* BEGIN Source *
I'm confused about how something can be both a secret and patented. Isn't the point of a patent that it is public and no longer secret?


I was confused by the same thing. I guess that the patents are only related, and don't actually contain the trade secrets.

This smacks of Exxon...

The big merger coming in the 99 being the creation of ExxonMobile which would create duplicate documentation systems spanning the dates the author gives.


> My job now was to smuggle these documents back into the company. I would be happy to just hand them over. But that doesn't make any sense to the company. The company officially has these documents (digitally managed!), and officially I don't. In reality, the situation is the reverse, but who wants to hear that? God knows what official process would let me fix that.

This is beautifully written :-D


I love when I run across minor versions of these sort of archeology projects in the course of my job.

Git makes it a lot easier though.


Git is only 19 years old, I suspect the bigger problems in this area are more likely to be 30+ year old, as most of the people who built such systems are likely to be retired.

Some git repos were ported over from SVN repos that were migrated from CVS. I never migrated anything into CVS, so I don't know if that was common at the time. But there are a lot of git repos out there with commits older than git itself (the Linux kernel itself I'm sure is the most prominent example).

That's true actually, I'd forgotten about that possibility. I believe that FBs monorepo was originally in Subversion and that codebase turned 20 this year.

> But there are a lot of git repos out there with commits older than git itself (the Linux kernel itself I'm sure is the most prominent example).
* END Source *
* BEGIN Material supplied *
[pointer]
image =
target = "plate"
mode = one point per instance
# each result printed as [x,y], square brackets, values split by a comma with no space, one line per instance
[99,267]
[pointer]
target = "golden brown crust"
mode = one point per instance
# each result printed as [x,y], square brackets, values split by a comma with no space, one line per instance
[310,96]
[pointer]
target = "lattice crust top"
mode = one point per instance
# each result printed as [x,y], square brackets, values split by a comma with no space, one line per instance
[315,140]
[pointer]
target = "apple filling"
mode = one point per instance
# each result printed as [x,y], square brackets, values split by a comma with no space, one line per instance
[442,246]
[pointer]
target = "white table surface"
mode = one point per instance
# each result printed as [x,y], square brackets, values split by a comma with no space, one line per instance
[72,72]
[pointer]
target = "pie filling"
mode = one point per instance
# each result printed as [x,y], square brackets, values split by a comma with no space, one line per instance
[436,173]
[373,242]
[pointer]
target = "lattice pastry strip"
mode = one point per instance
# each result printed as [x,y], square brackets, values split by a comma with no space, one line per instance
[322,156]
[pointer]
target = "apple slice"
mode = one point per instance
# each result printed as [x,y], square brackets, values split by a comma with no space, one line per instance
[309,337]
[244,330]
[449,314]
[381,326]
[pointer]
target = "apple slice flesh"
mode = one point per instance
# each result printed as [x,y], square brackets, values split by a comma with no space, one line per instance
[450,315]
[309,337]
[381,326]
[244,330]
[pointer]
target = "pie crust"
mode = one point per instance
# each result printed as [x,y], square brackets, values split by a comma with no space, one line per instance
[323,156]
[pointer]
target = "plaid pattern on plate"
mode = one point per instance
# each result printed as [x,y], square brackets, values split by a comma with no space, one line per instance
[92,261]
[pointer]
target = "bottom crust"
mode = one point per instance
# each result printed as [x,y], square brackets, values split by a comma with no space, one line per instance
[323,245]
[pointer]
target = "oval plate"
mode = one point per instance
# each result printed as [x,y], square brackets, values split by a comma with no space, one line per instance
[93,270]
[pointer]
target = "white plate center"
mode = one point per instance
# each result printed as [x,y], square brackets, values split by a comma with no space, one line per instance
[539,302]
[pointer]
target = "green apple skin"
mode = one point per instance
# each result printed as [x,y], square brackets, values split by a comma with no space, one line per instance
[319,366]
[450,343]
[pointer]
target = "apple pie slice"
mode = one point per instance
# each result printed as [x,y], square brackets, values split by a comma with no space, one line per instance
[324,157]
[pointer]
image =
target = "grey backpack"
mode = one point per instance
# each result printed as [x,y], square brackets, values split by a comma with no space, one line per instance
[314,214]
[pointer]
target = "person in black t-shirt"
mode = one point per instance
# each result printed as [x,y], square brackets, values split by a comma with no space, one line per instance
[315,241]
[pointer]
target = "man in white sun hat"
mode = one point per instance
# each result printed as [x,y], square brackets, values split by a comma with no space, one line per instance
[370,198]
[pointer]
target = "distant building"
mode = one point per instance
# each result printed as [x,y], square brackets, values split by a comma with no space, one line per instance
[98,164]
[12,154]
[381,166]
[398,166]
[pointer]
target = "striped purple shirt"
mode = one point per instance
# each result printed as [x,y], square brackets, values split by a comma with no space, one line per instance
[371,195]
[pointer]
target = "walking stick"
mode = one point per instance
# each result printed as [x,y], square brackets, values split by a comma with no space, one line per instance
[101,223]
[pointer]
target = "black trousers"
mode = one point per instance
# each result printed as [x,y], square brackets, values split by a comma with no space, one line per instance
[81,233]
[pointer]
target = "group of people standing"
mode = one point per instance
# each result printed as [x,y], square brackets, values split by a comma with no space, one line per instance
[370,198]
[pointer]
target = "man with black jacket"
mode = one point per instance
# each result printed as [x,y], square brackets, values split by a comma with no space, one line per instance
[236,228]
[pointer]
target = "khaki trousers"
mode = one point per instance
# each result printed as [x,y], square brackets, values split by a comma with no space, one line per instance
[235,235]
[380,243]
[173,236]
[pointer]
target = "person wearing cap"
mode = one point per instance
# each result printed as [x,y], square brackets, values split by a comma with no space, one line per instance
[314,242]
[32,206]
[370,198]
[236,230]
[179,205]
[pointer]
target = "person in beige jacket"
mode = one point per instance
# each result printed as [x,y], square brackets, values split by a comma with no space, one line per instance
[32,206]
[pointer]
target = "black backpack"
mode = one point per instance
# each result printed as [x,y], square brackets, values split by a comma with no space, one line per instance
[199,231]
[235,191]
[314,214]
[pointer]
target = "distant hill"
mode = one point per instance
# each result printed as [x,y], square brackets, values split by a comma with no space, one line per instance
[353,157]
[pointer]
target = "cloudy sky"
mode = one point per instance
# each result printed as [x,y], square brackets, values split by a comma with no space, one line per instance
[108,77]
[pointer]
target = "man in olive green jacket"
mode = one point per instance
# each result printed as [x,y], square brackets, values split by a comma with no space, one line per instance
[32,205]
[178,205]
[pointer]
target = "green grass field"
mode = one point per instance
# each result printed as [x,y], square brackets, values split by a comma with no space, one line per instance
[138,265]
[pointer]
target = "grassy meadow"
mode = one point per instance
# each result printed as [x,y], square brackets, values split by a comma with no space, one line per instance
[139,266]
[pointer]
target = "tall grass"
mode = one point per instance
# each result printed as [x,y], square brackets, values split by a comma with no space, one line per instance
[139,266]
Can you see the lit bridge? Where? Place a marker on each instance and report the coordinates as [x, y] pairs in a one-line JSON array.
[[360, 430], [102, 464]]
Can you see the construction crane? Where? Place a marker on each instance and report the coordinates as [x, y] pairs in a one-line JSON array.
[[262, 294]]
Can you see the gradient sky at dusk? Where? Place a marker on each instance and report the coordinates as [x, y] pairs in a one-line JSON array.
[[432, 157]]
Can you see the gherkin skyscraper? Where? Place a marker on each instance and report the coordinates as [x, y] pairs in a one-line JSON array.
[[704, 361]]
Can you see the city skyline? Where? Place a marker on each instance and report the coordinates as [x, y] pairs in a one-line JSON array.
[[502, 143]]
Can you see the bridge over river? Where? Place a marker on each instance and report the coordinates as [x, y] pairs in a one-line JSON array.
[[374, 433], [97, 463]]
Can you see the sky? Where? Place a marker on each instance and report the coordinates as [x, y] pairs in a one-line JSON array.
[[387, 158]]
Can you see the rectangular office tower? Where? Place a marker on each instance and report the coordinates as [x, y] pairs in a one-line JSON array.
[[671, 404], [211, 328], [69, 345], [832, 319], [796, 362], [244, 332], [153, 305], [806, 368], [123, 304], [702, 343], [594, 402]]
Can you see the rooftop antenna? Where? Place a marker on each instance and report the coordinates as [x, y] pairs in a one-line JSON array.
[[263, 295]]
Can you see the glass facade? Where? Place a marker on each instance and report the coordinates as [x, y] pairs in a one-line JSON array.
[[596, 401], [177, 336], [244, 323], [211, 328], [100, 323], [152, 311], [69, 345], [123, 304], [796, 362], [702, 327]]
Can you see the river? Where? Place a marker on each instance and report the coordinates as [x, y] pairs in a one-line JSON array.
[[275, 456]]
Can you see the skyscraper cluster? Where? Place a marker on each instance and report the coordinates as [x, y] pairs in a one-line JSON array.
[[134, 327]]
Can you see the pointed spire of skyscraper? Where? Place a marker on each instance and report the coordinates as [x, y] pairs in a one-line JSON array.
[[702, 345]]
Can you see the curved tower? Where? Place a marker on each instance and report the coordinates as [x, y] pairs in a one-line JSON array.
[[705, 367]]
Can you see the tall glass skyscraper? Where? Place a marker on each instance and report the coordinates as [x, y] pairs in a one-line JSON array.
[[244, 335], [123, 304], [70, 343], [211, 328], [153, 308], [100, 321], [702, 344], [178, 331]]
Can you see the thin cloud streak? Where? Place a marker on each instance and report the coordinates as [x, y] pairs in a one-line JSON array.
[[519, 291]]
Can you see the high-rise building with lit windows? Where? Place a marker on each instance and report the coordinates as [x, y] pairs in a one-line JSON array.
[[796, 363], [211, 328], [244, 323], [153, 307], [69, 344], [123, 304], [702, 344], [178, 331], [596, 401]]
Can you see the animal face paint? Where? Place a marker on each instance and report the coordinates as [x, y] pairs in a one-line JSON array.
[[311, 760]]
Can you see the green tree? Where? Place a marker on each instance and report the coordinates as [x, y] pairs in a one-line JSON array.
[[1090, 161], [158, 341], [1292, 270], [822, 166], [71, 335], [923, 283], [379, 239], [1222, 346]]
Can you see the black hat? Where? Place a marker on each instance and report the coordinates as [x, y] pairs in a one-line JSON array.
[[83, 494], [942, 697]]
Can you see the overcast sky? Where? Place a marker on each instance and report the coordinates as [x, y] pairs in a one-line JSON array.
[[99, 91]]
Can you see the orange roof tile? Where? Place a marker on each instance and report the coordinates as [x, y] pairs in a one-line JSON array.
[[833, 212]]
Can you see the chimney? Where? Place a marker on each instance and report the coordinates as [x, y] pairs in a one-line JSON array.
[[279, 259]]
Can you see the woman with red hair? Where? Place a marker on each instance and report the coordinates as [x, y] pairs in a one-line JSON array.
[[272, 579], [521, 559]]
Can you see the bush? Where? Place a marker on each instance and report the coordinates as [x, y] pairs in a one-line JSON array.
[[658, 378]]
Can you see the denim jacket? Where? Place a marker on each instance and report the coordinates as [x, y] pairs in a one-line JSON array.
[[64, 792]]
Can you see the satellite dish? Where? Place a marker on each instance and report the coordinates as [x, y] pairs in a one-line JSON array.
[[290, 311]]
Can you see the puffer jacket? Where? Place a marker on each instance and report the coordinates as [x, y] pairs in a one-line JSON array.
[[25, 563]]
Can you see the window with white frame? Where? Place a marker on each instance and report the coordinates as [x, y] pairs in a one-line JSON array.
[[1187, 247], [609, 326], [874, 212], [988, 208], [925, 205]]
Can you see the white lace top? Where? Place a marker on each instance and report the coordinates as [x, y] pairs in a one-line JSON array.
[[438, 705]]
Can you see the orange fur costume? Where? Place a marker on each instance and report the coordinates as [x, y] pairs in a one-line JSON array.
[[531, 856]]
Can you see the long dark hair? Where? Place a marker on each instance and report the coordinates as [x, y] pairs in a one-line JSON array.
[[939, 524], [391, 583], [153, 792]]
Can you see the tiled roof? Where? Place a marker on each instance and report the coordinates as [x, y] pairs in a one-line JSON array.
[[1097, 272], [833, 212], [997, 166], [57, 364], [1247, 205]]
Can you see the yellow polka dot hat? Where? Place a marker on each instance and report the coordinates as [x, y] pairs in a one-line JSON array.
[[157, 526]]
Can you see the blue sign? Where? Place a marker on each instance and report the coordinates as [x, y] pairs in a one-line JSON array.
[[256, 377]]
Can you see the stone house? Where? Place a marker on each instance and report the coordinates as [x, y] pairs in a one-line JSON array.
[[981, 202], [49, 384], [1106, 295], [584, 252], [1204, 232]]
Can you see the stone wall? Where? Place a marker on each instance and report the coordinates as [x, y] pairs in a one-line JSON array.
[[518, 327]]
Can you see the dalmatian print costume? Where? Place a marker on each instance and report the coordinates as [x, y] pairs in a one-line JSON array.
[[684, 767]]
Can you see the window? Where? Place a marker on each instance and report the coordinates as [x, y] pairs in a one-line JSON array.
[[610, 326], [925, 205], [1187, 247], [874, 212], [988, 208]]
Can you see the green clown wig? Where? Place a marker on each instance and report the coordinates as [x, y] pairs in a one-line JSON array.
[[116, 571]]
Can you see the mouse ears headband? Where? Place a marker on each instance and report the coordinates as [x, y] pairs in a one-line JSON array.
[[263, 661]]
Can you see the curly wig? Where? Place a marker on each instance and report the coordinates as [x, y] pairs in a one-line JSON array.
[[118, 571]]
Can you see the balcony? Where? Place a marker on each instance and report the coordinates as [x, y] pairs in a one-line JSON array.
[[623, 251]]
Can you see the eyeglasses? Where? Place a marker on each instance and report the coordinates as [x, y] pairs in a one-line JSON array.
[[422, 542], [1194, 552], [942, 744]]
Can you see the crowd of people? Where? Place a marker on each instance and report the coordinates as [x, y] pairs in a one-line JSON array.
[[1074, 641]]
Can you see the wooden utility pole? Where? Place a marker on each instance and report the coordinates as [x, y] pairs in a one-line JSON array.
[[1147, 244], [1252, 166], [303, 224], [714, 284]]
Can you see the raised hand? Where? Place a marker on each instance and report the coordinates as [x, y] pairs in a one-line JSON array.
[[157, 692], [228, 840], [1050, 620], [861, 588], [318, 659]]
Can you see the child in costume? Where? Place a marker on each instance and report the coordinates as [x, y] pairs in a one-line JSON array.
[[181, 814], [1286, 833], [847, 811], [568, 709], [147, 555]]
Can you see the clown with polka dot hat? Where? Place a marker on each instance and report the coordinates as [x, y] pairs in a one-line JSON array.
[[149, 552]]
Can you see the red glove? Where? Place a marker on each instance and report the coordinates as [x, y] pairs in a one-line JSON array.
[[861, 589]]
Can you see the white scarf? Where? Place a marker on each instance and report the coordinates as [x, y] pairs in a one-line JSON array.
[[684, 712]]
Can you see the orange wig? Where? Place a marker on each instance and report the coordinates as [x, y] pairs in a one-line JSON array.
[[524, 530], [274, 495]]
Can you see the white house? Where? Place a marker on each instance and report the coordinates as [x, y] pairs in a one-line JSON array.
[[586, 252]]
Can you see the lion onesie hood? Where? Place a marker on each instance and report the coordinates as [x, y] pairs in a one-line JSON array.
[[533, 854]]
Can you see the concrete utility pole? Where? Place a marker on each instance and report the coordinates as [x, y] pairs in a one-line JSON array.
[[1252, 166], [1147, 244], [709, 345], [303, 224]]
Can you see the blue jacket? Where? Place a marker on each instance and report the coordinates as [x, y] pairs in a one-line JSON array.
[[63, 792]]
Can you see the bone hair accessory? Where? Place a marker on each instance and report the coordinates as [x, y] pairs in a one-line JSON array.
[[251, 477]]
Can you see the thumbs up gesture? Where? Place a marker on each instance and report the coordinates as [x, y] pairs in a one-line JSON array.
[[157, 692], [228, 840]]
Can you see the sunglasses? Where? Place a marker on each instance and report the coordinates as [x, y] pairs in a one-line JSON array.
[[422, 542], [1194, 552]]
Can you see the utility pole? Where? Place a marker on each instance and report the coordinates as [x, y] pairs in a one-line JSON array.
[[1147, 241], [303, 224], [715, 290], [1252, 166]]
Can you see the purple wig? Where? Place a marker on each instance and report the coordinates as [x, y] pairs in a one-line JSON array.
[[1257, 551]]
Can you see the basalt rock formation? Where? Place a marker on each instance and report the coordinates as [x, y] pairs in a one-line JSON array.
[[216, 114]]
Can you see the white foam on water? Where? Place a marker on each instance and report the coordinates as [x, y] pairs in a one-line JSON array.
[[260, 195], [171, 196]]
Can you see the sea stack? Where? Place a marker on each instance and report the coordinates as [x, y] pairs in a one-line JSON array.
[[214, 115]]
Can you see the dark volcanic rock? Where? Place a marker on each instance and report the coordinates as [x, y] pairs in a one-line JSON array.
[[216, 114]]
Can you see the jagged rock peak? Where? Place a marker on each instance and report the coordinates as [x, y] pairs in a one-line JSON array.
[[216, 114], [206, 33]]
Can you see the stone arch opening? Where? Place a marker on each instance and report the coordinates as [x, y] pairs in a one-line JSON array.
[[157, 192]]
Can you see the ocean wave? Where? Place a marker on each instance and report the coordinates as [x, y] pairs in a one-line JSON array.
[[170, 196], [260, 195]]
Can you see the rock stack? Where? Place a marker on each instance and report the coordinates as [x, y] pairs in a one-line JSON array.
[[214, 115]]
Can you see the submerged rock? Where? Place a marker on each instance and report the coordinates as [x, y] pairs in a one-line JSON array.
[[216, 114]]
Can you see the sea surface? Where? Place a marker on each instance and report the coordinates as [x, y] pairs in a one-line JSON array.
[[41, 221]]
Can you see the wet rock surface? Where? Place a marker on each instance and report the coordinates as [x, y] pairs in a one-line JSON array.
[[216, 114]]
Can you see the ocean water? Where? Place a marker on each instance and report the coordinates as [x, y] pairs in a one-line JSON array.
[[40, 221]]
* END Material supplied *
Written problem 1 >>
List every number written in digits in the discussion thread, in the order they appear.
Written problem 2 >>
Write out the passage of the discussion thread that begins at the words "I was confused" and stops after "the author gives.".

Final result 1 >>
99, 19, 30+, 20

Final result 2 >>
I was confused by the same thing. I guess that the patents are only related, and don't actually contain the trade secrets.

This smacks of Exxon...

The big merger coming in the 99 being the creation of ExxonMobile which would create duplicate documentation systems spanning the dates the author gives.